> _Task_: Return everything in the listing from the line containing "One marker serves each instance of the green leaf." down to the end, reproducing each line verbatim.
** START Extracted material **
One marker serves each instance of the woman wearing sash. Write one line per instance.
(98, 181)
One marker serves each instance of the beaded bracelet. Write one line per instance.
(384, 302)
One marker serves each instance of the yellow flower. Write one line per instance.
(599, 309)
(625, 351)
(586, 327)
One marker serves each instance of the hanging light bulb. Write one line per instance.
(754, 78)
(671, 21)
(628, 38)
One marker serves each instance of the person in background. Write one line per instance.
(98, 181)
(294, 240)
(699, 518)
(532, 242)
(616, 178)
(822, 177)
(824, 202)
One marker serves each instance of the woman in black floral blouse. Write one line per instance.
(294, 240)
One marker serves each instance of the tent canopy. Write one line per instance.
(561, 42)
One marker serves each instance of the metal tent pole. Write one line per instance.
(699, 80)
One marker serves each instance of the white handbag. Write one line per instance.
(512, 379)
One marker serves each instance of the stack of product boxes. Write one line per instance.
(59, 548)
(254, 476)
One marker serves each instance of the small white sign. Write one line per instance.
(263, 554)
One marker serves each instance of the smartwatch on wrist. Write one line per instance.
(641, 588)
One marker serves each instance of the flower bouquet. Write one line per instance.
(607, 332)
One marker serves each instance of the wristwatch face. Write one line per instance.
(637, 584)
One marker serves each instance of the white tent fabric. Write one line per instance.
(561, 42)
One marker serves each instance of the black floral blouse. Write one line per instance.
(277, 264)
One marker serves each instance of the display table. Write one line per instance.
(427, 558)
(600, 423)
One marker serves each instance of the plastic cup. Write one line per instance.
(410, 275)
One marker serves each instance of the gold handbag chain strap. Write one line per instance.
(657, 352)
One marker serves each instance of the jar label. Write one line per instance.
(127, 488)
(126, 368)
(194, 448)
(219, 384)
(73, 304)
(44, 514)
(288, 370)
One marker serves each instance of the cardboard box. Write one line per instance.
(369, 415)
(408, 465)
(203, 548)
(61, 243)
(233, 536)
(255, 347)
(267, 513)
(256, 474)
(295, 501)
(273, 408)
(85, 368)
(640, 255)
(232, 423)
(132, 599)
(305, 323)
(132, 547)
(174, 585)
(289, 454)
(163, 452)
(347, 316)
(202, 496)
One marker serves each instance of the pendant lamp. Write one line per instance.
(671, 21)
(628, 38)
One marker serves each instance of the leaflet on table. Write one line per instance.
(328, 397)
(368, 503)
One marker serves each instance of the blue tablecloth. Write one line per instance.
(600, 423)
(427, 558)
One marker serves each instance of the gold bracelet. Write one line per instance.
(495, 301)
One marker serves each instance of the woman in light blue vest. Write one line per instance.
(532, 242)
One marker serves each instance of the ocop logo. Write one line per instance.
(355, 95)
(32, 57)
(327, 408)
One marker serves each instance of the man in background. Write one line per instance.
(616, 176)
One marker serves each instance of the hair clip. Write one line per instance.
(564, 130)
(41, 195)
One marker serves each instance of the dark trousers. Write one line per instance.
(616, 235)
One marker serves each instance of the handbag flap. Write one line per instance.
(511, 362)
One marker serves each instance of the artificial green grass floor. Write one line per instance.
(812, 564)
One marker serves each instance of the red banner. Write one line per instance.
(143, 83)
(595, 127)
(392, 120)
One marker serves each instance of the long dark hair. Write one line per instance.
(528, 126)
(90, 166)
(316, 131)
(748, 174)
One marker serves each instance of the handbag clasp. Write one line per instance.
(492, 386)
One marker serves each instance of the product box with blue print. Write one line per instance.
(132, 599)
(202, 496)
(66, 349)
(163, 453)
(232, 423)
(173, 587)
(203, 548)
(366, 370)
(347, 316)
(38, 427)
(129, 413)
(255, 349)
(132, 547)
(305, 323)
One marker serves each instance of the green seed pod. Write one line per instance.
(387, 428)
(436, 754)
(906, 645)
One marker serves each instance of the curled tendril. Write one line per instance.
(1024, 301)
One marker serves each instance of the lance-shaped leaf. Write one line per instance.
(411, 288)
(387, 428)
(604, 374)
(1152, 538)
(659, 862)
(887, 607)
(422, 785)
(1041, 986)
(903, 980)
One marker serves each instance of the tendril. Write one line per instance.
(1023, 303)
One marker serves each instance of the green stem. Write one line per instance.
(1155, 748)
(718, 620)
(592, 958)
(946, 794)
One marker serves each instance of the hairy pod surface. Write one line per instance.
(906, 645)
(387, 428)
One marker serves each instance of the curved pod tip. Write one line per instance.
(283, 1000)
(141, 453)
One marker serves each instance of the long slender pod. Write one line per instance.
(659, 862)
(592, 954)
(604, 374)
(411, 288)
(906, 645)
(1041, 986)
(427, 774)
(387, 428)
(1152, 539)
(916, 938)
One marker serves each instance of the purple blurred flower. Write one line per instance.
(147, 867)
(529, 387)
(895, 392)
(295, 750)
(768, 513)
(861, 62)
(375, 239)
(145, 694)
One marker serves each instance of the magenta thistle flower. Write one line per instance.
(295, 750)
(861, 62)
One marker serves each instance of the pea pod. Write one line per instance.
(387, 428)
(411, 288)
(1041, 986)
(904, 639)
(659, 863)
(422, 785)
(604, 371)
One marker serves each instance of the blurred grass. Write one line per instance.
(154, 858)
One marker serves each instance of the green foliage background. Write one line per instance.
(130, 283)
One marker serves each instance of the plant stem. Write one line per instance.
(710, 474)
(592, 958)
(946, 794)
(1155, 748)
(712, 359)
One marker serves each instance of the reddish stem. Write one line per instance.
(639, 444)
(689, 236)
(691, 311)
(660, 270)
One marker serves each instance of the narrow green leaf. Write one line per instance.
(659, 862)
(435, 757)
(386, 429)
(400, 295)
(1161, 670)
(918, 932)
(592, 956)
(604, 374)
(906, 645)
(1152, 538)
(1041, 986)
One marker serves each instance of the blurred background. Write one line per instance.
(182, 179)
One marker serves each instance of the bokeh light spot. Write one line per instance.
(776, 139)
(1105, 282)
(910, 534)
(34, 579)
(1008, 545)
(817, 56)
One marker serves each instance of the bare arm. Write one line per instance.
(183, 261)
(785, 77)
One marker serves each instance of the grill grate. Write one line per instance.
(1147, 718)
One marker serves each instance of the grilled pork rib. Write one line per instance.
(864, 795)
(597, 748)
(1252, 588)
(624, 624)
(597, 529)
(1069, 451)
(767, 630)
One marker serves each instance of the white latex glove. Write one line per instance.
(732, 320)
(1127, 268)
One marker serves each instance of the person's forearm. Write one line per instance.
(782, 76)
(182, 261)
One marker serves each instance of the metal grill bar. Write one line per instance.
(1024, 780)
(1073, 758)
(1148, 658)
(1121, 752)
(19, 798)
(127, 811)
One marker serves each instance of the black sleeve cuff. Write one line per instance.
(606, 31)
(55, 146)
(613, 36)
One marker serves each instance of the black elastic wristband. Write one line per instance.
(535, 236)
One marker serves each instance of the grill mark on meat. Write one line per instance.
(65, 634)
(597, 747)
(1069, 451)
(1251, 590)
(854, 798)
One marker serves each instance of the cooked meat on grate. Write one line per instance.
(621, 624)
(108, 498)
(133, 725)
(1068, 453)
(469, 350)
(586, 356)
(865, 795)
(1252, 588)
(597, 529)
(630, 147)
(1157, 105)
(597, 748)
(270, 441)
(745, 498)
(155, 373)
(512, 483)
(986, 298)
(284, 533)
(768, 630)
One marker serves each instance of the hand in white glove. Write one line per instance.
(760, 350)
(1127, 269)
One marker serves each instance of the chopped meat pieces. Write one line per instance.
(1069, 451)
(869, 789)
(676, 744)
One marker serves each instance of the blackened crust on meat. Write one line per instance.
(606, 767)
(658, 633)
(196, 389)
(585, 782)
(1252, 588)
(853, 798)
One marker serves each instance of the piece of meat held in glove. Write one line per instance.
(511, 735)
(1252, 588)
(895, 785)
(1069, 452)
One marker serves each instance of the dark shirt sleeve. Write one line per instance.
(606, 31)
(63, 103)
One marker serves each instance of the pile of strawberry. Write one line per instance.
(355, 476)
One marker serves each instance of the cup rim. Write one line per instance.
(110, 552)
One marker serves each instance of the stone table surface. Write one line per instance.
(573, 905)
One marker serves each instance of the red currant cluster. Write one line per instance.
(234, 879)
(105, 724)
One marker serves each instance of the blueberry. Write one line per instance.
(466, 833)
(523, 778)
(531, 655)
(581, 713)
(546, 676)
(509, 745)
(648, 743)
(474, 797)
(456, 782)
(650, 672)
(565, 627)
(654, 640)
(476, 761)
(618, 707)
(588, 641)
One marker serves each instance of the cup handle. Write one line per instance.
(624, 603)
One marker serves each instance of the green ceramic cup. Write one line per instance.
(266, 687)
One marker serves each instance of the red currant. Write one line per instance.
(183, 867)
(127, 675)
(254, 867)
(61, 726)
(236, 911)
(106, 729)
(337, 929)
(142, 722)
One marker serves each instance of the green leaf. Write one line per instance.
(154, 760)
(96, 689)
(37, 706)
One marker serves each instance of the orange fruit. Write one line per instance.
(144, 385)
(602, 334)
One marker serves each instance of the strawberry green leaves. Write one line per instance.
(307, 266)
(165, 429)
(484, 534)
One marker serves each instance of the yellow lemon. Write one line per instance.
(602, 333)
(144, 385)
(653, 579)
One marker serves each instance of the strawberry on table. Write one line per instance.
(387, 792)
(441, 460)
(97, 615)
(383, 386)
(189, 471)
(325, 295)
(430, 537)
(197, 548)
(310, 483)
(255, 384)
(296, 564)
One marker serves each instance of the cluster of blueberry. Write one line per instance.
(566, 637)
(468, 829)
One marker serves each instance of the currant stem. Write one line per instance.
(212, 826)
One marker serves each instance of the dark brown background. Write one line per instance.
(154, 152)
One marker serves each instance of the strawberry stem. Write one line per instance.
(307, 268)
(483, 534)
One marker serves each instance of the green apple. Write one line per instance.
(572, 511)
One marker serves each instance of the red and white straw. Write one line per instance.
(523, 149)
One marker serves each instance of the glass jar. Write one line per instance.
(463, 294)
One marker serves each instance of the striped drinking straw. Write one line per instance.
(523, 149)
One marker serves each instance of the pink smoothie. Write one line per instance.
** END Extracted material **
> _Task solution_:
One marker serves each instance of the green leaf. Write one line per instance.
(154, 760)
(96, 689)
(37, 706)
One marker serves each instance of the orange fruit. Write one line per instance.
(144, 385)
(602, 334)
One marker serves each instance of the strawberry green leaves. Write one line per instance.
(307, 266)
(165, 429)
(484, 534)
One marker serves each instance of the yellow lemon. Write one line per instance.
(602, 333)
(144, 385)
(653, 579)
One marker serves each instance of the strawberry on table. Write one line per instance.
(387, 792)
(441, 460)
(97, 615)
(383, 386)
(189, 471)
(325, 295)
(430, 537)
(197, 548)
(310, 483)
(255, 384)
(296, 564)
One marker serves each instance of the cluster of blueberry. Write one line per instance.
(566, 637)
(468, 829)
One marker serves each instance of the currant stem. Write one line per instance.
(212, 826)
One marker serves each instance of the dark brown background. Write one line per instance.
(154, 152)
One marker serves each instance of the strawberry stem. Write one line per instance.
(307, 268)
(483, 534)
One marker serves each instance of the green apple. Write one line per instance.
(572, 511)
One marker serves each instance of the red and white straw. Write one line per instance.
(523, 149)
One marker serves each instance of the glass jar. Write one line per instance.
(463, 294)
One marker serves each instance of the striped drinking straw. Write one line per instance.
(523, 149)
One marker serves each instance of the pink smoothie. Write one line per instance.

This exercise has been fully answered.